RECORDED DATA:
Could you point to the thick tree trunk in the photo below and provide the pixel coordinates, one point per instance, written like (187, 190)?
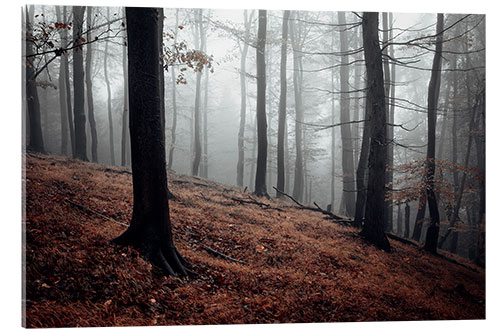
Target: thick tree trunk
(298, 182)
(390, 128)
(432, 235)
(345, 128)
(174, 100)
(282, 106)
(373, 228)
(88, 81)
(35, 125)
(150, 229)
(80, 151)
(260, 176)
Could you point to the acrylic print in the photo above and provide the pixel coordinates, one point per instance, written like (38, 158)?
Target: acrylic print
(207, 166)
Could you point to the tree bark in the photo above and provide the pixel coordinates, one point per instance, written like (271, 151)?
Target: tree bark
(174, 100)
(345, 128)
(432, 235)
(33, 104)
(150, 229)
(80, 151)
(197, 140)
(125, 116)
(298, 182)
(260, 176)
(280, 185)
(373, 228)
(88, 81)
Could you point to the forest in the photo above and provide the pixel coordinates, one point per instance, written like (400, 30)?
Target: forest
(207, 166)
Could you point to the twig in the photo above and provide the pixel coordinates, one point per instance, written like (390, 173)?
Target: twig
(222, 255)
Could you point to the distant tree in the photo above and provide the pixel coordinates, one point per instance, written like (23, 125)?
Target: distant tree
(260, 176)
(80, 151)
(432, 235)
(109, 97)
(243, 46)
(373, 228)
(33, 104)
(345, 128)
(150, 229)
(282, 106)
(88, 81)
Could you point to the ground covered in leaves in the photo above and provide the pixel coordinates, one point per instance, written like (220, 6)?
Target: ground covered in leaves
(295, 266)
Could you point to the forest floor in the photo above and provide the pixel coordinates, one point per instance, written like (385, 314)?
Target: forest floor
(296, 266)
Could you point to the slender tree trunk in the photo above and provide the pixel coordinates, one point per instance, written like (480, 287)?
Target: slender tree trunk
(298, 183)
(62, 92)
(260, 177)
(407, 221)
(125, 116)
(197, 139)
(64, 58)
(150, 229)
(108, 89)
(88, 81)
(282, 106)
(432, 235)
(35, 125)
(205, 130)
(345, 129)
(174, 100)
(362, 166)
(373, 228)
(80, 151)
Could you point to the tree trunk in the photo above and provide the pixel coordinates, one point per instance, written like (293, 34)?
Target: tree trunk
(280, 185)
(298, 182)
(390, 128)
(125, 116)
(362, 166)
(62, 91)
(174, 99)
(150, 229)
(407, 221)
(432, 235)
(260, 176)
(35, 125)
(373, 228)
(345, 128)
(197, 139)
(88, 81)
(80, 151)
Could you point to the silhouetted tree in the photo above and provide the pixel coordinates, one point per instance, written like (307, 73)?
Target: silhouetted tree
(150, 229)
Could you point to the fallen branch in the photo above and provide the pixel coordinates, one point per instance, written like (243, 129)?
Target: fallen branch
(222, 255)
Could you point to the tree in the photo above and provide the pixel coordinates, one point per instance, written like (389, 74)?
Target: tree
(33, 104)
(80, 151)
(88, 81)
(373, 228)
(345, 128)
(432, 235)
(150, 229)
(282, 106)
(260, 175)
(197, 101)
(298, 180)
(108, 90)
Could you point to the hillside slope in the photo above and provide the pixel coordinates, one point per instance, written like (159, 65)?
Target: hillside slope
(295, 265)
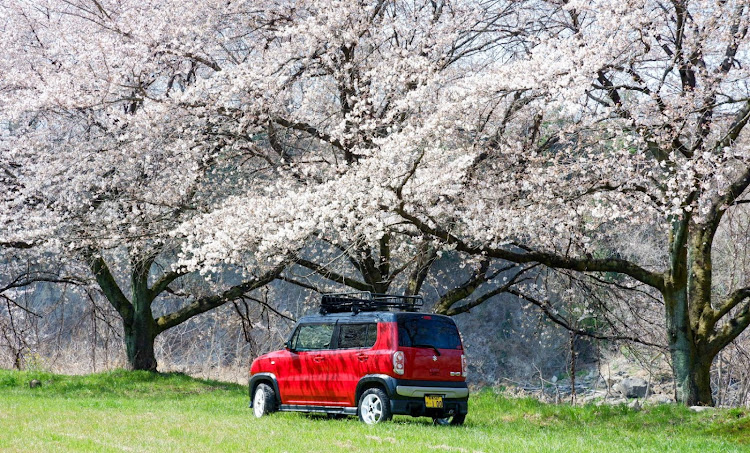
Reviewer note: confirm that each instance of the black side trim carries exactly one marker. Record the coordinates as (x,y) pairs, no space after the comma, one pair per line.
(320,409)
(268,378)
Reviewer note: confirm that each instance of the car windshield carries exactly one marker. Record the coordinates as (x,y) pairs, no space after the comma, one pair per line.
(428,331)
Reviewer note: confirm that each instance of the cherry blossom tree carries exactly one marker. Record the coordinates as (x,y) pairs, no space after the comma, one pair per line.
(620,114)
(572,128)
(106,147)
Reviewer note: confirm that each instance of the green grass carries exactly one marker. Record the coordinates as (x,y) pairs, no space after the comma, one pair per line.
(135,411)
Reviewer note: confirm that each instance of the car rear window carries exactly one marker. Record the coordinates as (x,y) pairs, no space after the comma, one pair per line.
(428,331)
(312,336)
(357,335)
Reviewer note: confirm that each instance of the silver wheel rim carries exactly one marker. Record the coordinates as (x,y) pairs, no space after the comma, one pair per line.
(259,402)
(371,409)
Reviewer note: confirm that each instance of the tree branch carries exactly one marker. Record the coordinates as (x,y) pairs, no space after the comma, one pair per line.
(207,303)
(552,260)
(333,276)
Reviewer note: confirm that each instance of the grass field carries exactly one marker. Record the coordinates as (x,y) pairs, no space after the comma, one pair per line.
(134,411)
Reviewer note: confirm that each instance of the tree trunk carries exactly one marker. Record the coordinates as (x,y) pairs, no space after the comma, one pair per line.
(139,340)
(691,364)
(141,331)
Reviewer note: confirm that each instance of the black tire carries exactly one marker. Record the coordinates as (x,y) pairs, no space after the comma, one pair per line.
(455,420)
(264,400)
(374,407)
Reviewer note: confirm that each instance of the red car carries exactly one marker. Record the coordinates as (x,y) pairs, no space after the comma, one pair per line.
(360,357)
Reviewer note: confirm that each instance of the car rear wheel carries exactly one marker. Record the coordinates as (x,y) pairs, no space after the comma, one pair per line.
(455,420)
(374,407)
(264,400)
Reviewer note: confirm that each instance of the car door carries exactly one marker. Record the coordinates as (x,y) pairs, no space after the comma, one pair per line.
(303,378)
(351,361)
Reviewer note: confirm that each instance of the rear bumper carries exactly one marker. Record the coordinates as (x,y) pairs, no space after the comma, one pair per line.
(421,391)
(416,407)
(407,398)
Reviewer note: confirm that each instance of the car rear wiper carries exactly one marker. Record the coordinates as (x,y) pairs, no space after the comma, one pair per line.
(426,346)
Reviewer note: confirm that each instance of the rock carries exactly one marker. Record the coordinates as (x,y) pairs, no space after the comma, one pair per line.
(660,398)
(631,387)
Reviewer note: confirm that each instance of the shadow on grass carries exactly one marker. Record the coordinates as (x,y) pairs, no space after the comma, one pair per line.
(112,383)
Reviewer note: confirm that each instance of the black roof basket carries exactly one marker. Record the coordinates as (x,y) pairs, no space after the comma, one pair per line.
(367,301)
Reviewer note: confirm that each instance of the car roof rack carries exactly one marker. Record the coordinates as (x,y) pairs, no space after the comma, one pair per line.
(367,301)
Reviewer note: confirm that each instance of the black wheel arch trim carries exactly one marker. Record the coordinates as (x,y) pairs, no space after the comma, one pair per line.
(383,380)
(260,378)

REQUIRED ACTION:
Please repeat, with no pictures, each line from the start of the records above through the line with "Could you point to the forest in", inclusive, and only those.

WORKED SOLUTION:
Could you point to the thick tree trunk in the photo below and provide the pixel coordinates, one point per instance, written like (187, 190)?
Target: thick tree trunk
(298, 182)
(390, 128)
(432, 235)
(345, 128)
(174, 100)
(282, 106)
(373, 228)
(88, 81)
(35, 125)
(150, 229)
(80, 151)
(260, 176)
Could you point to the acrylic print in the photo above and provide the pixel coordinates, one point per instance, written like (38, 158)?
Target: acrylic print
(207, 166)
Could you point to the tree bark in the photo above and provide the pixel coordinates, one point per instance, written like (271, 151)?
Target: tree bark
(174, 100)
(345, 128)
(432, 235)
(33, 104)
(150, 229)
(80, 151)
(197, 140)
(125, 116)
(298, 182)
(260, 176)
(280, 185)
(373, 228)
(88, 81)
Could you point to the forest in the photo above and provide the pixel coordinates, one point per instance, written like (400, 30)?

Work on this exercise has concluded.